Lines holding the word "each" are the ones to copy from the data below.
Segment Start: Source data
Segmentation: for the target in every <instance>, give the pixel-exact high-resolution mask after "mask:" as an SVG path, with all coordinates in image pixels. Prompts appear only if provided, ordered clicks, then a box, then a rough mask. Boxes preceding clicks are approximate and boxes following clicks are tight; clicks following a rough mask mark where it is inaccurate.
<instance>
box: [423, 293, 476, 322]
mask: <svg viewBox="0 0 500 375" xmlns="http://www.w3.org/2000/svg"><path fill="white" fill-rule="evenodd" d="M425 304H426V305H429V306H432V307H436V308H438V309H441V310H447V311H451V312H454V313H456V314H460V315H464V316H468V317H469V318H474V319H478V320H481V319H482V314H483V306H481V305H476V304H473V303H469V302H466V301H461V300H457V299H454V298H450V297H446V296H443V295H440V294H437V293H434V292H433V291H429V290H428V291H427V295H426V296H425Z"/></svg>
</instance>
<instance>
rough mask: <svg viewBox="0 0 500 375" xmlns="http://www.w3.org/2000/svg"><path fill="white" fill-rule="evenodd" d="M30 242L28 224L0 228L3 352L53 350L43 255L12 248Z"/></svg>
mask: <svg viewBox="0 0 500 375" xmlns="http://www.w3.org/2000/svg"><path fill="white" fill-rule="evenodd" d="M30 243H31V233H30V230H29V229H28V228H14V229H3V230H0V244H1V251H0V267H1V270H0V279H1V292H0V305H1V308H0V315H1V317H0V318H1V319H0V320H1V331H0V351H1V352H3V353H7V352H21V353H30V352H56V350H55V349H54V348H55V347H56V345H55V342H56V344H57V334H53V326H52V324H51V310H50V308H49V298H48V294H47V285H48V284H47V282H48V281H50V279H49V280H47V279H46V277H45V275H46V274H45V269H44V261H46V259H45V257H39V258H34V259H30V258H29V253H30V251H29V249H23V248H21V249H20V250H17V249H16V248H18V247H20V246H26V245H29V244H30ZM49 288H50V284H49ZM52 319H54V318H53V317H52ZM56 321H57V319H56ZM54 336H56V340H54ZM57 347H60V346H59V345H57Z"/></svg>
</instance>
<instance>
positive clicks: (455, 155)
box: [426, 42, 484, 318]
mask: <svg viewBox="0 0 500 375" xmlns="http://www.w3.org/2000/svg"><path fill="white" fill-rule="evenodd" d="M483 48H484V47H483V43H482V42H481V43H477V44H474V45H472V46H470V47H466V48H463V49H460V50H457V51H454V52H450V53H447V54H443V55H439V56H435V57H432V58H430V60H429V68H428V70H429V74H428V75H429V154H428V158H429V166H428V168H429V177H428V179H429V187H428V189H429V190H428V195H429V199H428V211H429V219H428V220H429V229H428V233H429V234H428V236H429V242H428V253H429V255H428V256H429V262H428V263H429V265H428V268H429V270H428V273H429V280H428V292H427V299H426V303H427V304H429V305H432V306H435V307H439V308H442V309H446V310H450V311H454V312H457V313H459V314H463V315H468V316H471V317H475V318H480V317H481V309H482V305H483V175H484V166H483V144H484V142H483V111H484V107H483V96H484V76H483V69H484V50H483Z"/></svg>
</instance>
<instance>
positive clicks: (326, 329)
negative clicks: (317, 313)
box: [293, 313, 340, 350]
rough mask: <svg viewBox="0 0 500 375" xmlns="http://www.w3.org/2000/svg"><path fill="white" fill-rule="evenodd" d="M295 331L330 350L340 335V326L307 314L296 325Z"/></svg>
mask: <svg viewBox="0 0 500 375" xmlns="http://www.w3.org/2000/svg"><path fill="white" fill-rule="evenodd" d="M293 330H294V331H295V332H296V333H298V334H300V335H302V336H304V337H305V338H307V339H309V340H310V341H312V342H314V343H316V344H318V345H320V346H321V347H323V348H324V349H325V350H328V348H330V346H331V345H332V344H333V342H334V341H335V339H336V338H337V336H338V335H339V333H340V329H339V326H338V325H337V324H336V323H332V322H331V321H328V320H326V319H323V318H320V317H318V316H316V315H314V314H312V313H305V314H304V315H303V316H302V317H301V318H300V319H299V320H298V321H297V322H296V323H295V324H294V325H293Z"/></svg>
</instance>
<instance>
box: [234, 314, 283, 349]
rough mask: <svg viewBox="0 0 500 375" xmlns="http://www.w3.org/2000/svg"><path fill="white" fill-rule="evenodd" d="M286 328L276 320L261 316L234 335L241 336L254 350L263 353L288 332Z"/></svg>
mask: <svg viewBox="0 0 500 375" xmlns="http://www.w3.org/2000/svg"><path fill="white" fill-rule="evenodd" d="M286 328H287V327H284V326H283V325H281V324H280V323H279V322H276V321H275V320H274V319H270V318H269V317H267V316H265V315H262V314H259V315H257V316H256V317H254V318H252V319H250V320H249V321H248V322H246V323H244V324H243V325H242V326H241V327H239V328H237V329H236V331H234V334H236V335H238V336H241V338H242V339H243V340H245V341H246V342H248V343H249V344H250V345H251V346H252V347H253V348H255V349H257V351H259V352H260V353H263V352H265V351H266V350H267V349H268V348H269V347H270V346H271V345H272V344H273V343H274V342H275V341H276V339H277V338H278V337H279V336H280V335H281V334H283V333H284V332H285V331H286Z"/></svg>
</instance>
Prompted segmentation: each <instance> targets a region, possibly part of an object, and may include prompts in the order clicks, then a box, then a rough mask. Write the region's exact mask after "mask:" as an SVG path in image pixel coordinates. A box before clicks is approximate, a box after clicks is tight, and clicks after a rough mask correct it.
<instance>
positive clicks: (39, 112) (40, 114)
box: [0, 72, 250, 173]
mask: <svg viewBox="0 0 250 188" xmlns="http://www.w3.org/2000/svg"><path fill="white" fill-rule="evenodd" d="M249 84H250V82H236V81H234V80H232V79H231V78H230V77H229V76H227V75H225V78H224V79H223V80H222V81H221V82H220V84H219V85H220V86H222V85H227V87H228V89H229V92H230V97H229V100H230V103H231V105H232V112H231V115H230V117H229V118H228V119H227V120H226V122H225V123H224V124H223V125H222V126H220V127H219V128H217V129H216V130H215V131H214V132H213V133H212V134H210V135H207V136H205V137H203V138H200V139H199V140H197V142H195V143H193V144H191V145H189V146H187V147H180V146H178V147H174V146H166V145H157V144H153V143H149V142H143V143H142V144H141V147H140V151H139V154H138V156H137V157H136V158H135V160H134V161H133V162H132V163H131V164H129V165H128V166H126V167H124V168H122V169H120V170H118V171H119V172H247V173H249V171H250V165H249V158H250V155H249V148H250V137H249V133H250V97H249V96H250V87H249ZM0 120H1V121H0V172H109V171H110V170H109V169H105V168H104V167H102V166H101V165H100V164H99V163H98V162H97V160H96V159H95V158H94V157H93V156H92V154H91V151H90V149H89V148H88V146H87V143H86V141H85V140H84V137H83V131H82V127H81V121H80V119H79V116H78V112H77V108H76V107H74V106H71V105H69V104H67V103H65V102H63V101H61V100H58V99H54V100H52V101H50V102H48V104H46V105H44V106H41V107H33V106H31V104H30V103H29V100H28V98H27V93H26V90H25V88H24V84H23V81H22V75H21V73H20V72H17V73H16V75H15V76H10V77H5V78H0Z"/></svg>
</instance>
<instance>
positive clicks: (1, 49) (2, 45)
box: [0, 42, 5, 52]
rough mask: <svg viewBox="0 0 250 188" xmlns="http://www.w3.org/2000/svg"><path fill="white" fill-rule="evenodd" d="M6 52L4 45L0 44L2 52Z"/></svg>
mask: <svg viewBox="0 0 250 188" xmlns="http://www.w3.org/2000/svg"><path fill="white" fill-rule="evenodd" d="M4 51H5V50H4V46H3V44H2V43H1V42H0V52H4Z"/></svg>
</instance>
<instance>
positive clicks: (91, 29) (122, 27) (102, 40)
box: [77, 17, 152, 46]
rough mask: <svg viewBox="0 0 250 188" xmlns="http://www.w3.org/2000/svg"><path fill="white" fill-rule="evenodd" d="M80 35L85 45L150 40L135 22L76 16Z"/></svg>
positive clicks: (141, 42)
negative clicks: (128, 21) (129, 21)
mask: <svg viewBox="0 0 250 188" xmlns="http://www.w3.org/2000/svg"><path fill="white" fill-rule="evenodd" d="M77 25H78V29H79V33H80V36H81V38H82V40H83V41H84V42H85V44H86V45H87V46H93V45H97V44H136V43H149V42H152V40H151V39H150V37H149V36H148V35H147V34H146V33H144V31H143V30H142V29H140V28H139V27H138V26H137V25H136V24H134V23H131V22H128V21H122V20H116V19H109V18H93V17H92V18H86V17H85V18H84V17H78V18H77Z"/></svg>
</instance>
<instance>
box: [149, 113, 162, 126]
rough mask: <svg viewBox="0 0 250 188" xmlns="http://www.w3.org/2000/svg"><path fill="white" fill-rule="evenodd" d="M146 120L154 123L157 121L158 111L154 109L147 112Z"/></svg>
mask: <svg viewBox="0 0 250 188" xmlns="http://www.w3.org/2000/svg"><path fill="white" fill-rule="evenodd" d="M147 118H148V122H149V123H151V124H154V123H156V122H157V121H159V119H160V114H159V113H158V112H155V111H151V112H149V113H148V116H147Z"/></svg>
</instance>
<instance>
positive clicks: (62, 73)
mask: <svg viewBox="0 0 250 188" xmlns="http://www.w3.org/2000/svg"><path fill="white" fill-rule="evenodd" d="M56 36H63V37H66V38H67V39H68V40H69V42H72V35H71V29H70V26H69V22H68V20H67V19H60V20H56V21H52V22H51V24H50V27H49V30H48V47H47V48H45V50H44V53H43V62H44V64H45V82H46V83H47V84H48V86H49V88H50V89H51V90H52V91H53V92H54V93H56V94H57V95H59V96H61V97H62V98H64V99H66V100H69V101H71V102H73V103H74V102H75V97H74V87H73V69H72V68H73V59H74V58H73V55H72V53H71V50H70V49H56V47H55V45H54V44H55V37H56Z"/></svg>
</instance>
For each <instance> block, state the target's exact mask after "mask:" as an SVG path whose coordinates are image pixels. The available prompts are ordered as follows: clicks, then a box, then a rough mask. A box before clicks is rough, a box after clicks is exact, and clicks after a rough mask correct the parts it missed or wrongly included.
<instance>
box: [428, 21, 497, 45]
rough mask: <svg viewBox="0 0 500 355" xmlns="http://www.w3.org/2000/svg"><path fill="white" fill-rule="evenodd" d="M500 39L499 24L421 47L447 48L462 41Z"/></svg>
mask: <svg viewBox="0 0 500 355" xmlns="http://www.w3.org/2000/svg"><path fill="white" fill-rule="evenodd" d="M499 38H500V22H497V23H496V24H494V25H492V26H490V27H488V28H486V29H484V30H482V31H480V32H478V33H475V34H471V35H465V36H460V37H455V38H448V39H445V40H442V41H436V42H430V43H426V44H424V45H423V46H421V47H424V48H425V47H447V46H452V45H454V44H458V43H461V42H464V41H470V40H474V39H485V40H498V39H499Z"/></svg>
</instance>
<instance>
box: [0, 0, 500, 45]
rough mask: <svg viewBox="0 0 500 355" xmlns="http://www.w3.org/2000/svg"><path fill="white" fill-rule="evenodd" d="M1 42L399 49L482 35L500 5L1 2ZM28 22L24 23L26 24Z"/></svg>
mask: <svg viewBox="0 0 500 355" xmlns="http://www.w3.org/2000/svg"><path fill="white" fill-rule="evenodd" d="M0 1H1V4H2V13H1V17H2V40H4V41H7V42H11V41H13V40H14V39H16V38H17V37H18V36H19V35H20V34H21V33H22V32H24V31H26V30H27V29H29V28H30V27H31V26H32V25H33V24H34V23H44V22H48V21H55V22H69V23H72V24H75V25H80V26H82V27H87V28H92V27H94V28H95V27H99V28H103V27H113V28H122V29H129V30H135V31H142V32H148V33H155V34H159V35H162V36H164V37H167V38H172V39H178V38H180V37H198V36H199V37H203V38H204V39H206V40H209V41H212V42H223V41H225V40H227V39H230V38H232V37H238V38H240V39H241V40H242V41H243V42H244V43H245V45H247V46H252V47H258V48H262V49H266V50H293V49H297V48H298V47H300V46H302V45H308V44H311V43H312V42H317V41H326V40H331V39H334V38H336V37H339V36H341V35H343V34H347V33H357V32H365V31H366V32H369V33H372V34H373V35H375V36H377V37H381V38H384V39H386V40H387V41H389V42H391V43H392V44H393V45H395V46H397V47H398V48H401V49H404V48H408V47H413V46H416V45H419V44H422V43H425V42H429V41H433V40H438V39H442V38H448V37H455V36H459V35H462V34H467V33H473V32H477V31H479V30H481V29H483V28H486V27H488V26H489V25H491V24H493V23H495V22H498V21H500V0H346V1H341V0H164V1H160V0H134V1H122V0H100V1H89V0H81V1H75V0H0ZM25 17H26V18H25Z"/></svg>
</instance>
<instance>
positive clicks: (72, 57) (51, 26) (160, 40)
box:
Segment End: Source data
Reply:
Prompted segmentation: each <instance> targets a region, possibly part of an object, and may include prompts in the order clicks, then a box, then a rough mask. Write the region's exact mask after "mask:" as an SVG path in image pixel coordinates. A box before clicks is approximate, a box after clicks is tight, and clicks after a rough mask correct it.
For each <instance> block, state the target's exact mask after "mask:" as an SVG path whose coordinates are image pixels. The available prompts are ordered as follows: clicks, then a box, then a rough mask. A box before clicks is rough, a box after clicks is exact, and clicks after a rough mask correct the parts it missed or wrongly included.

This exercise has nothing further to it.